** Begin MATERIAL TO PROCESS **
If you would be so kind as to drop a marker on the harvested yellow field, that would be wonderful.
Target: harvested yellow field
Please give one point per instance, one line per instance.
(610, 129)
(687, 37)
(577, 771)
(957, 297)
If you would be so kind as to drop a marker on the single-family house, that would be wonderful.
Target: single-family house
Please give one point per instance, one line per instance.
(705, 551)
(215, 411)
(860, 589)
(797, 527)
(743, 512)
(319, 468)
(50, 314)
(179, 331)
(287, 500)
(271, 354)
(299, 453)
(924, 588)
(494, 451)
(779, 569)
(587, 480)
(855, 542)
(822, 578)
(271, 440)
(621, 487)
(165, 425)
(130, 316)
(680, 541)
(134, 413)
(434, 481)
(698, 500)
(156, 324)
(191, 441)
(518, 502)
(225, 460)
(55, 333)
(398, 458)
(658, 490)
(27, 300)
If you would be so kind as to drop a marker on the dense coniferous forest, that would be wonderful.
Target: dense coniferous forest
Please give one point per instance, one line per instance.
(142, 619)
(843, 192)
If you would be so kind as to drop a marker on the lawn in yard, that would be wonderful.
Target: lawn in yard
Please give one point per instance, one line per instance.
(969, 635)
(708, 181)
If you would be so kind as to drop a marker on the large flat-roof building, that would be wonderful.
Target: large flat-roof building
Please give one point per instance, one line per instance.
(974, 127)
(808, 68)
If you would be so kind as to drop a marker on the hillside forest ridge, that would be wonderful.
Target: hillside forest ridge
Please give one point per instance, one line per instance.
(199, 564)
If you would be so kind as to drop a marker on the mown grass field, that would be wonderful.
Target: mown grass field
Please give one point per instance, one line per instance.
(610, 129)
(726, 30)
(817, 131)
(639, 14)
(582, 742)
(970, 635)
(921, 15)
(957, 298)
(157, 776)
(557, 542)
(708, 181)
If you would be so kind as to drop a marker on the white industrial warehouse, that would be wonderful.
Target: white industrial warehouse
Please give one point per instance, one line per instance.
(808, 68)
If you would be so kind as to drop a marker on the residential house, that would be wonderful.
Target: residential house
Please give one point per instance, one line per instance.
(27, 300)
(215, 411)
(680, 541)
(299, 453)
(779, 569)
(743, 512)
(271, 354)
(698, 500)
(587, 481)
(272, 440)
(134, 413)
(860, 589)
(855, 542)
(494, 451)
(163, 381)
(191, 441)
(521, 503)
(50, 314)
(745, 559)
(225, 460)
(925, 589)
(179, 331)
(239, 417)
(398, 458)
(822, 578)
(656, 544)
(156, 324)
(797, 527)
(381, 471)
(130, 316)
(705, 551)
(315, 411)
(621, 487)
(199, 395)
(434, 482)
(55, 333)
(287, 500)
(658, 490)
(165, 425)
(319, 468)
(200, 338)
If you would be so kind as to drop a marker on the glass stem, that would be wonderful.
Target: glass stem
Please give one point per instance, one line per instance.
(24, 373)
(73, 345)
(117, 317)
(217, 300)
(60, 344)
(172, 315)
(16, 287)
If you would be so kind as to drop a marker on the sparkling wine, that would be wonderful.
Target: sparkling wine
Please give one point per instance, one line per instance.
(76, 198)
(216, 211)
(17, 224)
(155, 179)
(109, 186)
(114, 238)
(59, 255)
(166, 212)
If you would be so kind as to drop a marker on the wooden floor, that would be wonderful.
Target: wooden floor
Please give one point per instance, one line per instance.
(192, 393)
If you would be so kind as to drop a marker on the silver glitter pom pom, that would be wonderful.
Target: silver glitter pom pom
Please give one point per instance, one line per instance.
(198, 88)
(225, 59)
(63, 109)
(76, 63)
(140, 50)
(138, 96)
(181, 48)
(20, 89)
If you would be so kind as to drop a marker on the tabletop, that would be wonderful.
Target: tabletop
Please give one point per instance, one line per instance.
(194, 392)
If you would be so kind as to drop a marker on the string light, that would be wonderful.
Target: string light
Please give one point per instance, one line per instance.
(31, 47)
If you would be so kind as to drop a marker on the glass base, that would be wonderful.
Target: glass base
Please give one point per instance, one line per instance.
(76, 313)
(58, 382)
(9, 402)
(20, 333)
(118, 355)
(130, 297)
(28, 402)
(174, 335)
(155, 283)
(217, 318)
** End MATERIAL TO PROCESS **
● AIM: Take the entries and copy them out exactly.

● THE RESULT:
If you would be so kind as to drop a marker on the harvested yellow field, that would be wonderful.
Target: harvested yellow field
Please give one point per instance, one line per instance.
(610, 129)
(687, 37)
(577, 771)
(957, 297)
If you would be so kind as to drop a marker on the single-family house, that would be wonderful.
Target: single-family house
Please give one point per instance, one line per instance.
(705, 551)
(215, 411)
(860, 589)
(797, 527)
(743, 512)
(319, 468)
(50, 314)
(179, 331)
(287, 500)
(271, 354)
(299, 453)
(924, 588)
(494, 451)
(779, 569)
(587, 480)
(855, 542)
(822, 578)
(271, 440)
(621, 487)
(165, 425)
(130, 316)
(680, 541)
(134, 413)
(434, 481)
(698, 500)
(156, 324)
(191, 441)
(518, 502)
(225, 460)
(55, 333)
(398, 458)
(658, 490)
(27, 300)
If you would be so kind as to drop a marker on the dense coniferous forest, that would be wonderful.
Target: dense coniferous forest
Please give one point per instance, one line per instance.
(142, 619)
(843, 192)
If you would be so kind as to drop a marker on the lawn in yard, that would be wonderful.
Target: lawn in yard
Please give one point per instance, one line per instance.
(969, 635)
(708, 181)
If you would be so kind as to drop a marker on the large flat-roof building, that would be wonderful.
Target: large flat-roof building
Please give one point per instance, one line per instance.
(974, 127)
(808, 68)
If you would be so kind as to drop a marker on the hillside forest ridge, that would be wonderful.
Target: hillside forest ridge
Please give one point per instance, one line per instance.
(199, 564)
If you would be so kind as to drop a marker on the mown grass field, that would be wonderful.
Target: mown grass field
Please give one point per instance, one line per instance.
(610, 129)
(726, 30)
(817, 131)
(639, 14)
(582, 742)
(970, 635)
(921, 15)
(957, 298)
(157, 776)
(557, 542)
(708, 181)
If you would be so kind as to drop a marker on the white industrial warehouse, that would be wonderful.
Target: white industrial warehouse
Please give one point per instance, one line per instance.
(808, 68)
If you would be so kind as to drop a marker on the residential house, that would be wonderful.
Target: residential house
Please give one point per instance, one line per instance.
(27, 300)
(215, 411)
(680, 541)
(299, 453)
(779, 569)
(743, 512)
(271, 354)
(698, 500)
(587, 481)
(272, 440)
(134, 413)
(860, 589)
(855, 542)
(494, 451)
(163, 381)
(191, 441)
(521, 503)
(50, 314)
(745, 559)
(225, 460)
(925, 589)
(179, 331)
(239, 417)
(398, 458)
(822, 578)
(656, 544)
(156, 324)
(797, 527)
(381, 471)
(130, 316)
(705, 551)
(315, 411)
(621, 487)
(199, 395)
(434, 482)
(55, 333)
(287, 500)
(658, 490)
(165, 425)
(319, 468)
(200, 338)
If you would be so kind as to drop a marker on the glass stem, that would be wonderful.
Target: glass stem
Please give one point per instance, one line per instance.
(24, 373)
(73, 345)
(117, 317)
(217, 300)
(60, 344)
(172, 315)
(16, 287)
If you would be so kind as to drop a marker on the sparkling wine, that would be wonderful.
Target: sparkling wine
Please give one point per instance, one line per instance.
(76, 198)
(216, 211)
(17, 224)
(155, 179)
(109, 186)
(114, 238)
(59, 255)
(166, 212)
If you would be so kind as to drop a marker on the wooden floor, that would be wonderful.
Target: wooden floor
Please give one point per instance, one line per instance.
(192, 393)
If you would be so kind as to drop a marker on the silver glitter pom pom, that would be wonderful.
Target: silver glitter pom pom
Please give one point per instance, one line per instance.
(198, 88)
(225, 59)
(63, 109)
(76, 63)
(140, 50)
(138, 96)
(181, 48)
(20, 89)
If you would be so kind as to drop a marker on the tabletop, that would be wonderful.
Target: tabletop
Please give one point per instance, one line per instance.
(194, 392)
If you would be so kind as to drop a marker on the string light, that would be wonderful.
Target: string light
Please give one point per instance, one line per instance.
(31, 47)
If you would be so kind as to drop a marker on the glass base, that would be wonderful.
Target: glass base
Please give one point per instance, one line per instance.
(76, 313)
(58, 382)
(9, 402)
(20, 333)
(118, 355)
(130, 297)
(28, 402)
(174, 335)
(155, 283)
(217, 318)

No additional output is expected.